> WORK TO COMPLETE: Tally the lines below containing "bench" and report only the total.
+---+
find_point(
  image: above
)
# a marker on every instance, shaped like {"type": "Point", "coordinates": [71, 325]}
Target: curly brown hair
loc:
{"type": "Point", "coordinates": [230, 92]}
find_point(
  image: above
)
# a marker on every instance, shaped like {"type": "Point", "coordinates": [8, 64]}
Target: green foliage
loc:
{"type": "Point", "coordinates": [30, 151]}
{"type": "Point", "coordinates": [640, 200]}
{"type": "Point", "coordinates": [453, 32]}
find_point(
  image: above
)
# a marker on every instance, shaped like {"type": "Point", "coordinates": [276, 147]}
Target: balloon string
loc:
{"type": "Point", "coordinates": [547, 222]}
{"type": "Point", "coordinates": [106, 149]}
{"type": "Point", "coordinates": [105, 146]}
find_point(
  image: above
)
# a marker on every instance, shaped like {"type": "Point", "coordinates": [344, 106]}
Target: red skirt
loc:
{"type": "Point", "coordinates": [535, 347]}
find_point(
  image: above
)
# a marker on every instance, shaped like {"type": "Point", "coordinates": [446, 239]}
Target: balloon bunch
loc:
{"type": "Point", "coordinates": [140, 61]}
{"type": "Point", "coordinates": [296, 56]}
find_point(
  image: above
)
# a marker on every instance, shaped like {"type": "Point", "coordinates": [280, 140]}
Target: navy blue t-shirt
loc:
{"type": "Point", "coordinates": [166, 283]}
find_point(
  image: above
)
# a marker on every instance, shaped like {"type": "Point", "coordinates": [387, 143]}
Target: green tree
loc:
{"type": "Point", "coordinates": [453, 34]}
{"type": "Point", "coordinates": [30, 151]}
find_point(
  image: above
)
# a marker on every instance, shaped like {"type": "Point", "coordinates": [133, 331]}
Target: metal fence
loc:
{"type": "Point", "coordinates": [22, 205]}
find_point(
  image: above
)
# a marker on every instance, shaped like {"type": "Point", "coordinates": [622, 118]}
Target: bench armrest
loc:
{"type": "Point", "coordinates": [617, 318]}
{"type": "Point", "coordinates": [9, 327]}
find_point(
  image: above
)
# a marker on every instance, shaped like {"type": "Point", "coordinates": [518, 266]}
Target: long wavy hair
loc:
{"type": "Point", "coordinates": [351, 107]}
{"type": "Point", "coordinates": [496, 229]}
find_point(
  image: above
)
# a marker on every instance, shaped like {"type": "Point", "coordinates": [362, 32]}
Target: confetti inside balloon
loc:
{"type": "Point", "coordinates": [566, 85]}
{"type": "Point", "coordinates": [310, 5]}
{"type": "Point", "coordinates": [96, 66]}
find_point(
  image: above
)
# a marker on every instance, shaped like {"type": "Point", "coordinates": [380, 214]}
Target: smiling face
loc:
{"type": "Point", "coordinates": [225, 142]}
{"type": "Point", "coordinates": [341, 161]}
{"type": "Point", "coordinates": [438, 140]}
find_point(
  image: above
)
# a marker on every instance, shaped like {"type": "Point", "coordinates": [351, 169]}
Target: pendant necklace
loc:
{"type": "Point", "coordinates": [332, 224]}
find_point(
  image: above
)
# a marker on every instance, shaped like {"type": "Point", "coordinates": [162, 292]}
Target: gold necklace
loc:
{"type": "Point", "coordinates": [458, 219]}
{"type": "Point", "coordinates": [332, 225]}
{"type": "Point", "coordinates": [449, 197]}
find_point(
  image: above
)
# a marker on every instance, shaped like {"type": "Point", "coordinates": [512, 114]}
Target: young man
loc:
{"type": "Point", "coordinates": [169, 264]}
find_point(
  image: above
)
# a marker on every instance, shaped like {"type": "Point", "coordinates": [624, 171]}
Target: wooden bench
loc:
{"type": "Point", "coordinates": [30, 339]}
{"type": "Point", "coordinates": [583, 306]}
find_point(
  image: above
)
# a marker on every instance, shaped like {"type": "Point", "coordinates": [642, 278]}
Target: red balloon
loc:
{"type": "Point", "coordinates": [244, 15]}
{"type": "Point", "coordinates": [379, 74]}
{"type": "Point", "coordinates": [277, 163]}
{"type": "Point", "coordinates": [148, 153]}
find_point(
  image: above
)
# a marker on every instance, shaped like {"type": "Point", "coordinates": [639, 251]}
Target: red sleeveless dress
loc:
+---+
> THE COMPLETED TASK: 2